> _Exercise brief_: Lay out the lines of the data below as a Markdown table, from the line with "shoe, it would be much appreciated." through the final line of the data. Use a Row column for the row number and a Line column for the line itself, and leave out blank lines.

Stored data entries:
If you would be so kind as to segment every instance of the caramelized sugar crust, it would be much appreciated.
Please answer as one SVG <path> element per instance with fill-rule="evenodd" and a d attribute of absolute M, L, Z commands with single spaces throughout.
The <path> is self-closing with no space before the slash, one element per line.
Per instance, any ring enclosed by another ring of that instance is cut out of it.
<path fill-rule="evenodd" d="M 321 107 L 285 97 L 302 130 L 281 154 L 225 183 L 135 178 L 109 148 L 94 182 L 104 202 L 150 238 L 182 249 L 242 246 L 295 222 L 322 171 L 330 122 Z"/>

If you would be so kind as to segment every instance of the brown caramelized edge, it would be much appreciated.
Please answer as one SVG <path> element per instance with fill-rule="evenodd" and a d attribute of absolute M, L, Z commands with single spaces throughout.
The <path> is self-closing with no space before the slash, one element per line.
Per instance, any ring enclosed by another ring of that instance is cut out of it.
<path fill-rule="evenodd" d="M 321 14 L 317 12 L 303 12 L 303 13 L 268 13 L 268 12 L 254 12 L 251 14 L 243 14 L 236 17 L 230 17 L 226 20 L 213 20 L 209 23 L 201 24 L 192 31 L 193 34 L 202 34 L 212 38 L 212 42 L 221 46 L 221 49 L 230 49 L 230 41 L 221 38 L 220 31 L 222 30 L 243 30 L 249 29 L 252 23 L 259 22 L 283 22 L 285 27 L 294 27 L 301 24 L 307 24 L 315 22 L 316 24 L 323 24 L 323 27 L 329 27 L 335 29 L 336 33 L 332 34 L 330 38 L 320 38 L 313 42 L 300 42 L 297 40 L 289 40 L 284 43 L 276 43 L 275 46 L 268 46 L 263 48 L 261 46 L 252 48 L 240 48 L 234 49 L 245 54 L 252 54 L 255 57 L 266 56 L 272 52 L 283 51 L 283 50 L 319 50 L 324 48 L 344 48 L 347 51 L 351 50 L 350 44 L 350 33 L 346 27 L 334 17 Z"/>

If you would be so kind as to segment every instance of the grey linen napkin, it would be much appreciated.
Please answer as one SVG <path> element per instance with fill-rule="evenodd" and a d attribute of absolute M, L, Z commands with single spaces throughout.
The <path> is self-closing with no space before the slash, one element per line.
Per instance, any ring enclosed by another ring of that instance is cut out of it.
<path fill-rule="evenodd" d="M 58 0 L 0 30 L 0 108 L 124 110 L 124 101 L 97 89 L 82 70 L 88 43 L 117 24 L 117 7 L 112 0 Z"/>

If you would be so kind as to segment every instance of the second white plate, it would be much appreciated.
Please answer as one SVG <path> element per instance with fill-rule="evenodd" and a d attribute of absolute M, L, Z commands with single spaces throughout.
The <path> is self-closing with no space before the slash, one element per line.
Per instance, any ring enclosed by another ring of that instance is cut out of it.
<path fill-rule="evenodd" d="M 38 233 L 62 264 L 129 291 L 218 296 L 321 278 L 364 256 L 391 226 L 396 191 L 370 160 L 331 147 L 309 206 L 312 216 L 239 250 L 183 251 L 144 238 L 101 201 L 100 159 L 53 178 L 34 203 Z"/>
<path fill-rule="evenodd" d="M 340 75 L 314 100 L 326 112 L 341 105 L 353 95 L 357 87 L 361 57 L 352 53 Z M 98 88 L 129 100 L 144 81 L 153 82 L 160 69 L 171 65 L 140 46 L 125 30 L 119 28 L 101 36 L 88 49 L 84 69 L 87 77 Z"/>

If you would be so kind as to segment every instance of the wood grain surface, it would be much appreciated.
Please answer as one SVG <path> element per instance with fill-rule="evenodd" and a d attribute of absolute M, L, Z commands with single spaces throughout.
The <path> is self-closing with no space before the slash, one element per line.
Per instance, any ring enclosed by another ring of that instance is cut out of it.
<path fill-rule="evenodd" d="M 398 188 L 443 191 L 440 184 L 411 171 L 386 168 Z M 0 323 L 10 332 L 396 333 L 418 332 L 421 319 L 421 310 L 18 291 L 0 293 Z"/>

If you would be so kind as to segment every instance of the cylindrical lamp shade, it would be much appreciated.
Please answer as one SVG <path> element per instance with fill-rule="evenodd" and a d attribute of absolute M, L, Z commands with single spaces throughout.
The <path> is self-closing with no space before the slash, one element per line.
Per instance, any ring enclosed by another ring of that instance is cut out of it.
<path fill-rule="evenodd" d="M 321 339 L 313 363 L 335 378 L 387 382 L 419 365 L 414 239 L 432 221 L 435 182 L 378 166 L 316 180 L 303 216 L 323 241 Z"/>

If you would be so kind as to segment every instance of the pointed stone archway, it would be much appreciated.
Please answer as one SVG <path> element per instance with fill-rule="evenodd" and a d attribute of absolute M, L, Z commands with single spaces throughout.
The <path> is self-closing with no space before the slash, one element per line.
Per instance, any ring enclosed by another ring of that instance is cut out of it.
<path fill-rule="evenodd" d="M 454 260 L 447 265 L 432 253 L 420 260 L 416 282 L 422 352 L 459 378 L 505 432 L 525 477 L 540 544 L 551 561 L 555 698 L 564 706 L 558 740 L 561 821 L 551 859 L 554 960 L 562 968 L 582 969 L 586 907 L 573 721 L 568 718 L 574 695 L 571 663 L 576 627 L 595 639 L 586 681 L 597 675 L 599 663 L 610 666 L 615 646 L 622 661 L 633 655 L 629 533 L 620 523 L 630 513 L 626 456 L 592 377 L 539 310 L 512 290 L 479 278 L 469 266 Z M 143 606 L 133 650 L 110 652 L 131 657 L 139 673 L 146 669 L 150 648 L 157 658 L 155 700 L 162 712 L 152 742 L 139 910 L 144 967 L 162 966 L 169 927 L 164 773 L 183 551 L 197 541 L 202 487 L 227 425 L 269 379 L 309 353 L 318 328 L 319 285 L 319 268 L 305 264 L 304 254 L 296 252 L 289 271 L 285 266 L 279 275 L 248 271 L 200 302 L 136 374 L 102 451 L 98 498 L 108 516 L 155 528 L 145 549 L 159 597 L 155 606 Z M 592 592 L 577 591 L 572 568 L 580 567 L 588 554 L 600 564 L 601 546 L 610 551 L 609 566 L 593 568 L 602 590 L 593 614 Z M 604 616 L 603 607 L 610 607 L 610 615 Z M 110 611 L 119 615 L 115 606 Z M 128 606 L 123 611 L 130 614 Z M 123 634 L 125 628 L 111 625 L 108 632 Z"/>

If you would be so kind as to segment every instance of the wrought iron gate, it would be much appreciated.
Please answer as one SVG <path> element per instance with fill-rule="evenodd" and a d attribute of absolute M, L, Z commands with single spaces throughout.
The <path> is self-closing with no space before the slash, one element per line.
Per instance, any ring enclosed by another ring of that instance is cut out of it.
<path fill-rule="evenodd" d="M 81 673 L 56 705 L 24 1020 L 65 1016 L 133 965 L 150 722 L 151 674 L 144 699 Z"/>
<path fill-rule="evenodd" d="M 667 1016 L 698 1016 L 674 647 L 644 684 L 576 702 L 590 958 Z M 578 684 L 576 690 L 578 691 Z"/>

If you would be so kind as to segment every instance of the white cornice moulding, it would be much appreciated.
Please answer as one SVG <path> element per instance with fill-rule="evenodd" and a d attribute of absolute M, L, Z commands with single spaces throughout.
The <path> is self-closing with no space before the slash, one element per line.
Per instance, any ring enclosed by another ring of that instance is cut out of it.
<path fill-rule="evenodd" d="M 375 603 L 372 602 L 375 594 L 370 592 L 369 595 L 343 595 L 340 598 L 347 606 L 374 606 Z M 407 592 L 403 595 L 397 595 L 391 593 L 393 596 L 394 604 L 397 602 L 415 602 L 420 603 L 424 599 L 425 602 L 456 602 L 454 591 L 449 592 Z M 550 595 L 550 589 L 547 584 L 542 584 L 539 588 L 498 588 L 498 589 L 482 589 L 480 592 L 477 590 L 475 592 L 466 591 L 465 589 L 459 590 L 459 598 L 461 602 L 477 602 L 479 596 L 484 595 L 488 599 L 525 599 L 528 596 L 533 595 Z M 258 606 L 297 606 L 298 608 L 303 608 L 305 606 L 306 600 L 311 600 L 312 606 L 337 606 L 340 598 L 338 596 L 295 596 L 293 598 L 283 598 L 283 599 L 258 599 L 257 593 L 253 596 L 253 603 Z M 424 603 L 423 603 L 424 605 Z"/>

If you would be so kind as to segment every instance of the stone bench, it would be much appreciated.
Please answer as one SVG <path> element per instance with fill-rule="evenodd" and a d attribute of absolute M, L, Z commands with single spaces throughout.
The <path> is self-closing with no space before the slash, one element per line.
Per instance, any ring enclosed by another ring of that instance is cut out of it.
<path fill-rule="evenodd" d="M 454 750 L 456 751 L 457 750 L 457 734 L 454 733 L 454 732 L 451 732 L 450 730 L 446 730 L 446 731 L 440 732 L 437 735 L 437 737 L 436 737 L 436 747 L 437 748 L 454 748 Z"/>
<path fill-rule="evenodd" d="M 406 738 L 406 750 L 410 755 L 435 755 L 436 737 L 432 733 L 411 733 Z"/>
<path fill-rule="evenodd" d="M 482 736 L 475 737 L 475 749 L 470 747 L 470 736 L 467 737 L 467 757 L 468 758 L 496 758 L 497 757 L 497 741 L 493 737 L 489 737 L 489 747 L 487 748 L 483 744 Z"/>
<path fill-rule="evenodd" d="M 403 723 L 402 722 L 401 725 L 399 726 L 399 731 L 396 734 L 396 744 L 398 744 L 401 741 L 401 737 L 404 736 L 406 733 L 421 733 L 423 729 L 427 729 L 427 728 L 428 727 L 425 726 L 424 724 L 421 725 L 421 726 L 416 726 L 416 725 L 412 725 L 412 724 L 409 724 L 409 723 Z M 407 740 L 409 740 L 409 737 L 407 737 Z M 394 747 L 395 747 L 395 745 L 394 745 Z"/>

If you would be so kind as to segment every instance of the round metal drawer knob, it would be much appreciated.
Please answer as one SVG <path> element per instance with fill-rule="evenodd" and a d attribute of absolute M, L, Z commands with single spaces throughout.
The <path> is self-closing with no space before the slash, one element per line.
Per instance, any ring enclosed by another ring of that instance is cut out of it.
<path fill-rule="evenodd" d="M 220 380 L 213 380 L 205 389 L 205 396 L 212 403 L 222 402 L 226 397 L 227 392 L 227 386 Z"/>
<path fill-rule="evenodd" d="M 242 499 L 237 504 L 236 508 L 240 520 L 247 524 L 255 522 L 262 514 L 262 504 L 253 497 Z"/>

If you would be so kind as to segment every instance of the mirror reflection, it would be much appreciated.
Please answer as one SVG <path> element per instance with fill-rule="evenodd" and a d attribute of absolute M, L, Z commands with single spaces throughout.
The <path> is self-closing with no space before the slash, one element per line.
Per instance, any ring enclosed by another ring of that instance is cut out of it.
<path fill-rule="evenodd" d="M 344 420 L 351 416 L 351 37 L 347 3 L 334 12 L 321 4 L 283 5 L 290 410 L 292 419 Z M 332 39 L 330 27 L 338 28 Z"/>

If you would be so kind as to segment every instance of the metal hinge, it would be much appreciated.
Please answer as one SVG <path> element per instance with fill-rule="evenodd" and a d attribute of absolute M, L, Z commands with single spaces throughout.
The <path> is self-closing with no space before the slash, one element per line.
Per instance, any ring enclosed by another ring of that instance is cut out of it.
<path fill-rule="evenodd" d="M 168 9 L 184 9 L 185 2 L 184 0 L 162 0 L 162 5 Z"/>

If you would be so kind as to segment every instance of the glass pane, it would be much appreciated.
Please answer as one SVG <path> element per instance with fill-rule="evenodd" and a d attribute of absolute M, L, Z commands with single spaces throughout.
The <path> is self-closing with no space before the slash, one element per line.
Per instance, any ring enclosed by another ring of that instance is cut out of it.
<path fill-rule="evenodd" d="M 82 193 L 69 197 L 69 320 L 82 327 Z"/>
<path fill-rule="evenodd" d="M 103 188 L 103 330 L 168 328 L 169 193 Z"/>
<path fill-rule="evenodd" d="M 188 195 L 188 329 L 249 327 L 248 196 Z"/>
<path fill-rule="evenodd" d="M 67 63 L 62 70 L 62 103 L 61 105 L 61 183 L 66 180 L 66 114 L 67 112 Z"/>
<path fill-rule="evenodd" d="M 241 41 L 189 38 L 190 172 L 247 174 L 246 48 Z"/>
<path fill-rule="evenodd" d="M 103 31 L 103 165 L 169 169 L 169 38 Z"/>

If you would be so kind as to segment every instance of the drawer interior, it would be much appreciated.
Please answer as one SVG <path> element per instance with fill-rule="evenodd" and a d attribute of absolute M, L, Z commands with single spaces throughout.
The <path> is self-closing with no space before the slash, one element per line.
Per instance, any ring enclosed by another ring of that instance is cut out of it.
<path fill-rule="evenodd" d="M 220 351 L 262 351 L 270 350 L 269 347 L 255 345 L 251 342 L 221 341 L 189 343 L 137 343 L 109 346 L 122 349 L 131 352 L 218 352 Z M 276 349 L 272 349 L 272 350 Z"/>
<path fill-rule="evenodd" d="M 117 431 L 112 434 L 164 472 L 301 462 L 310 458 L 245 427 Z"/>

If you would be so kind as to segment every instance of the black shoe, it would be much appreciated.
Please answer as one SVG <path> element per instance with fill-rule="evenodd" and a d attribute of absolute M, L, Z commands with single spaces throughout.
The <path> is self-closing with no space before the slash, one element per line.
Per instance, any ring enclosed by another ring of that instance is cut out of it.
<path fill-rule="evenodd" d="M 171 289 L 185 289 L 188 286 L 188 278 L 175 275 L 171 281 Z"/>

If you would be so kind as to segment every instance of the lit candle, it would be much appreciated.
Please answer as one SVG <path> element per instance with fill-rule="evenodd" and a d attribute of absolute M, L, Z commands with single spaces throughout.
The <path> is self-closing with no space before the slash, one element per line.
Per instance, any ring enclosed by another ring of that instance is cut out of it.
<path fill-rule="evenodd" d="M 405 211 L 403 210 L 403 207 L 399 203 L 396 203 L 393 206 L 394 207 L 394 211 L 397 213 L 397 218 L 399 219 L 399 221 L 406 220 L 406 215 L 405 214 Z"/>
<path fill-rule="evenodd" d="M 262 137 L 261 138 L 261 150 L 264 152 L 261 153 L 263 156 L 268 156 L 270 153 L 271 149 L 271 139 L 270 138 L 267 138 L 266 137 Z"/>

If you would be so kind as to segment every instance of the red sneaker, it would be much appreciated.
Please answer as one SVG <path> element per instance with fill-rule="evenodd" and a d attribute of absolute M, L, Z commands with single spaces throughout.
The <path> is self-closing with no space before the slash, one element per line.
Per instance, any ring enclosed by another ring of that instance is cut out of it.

> _Correct output_:
| Row | Line |
|---|---|
| 1 | If you would be so kind as to segment every instance of the black shoe, it would be much appreciated. |
| 2 | Please answer as one SVG <path> element per instance with fill-rule="evenodd" and a d attribute of absolute M, L, Z commands with single spaces throughout. |
| 3 | The <path> is self-closing with no space before the slash, one element per line. |
| 4 | Per instance, any ring enclosed by another ring of that instance is cut out of it. |
| 5 | <path fill-rule="evenodd" d="M 171 289 L 185 289 L 188 286 L 188 278 L 175 275 L 171 281 Z"/> |
| 6 | If you would be so kind as to segment every instance of the lit candle, it would be much appreciated. |
| 7 | Please answer as one SVG <path> element per instance with fill-rule="evenodd" and a d attribute of absolute M, L, Z commands with single spaces throughout. |
| 8 | The <path> is self-closing with no space before the slash, one element per line. |
| 9 | Per instance, any ring enclosed by another ring of that instance is cut out of it. |
| 10 | <path fill-rule="evenodd" d="M 405 211 L 403 210 L 403 207 L 399 203 L 396 203 L 393 206 L 394 207 L 394 211 L 397 213 L 397 218 L 399 219 L 399 221 L 406 220 L 406 215 L 405 214 Z"/> |
| 11 | <path fill-rule="evenodd" d="M 262 137 L 261 138 L 261 150 L 264 152 L 261 153 L 263 156 L 268 156 L 270 153 L 271 149 L 271 139 L 270 138 L 267 138 L 266 137 Z"/> |
| 12 | If you would be so kind as to segment every instance of the red sneaker, it would be much appreciated. |
| 13 | Please answer as one SVG <path> element per instance with fill-rule="evenodd" and a d attribute of absolute M, L, Z commands with single spaces throughout. |
| 14 | The <path> is self-closing with no space before the slash, one element per line. |
| 15 | Per instance, any ring enclosed by another ring of that instance is cut out of it. |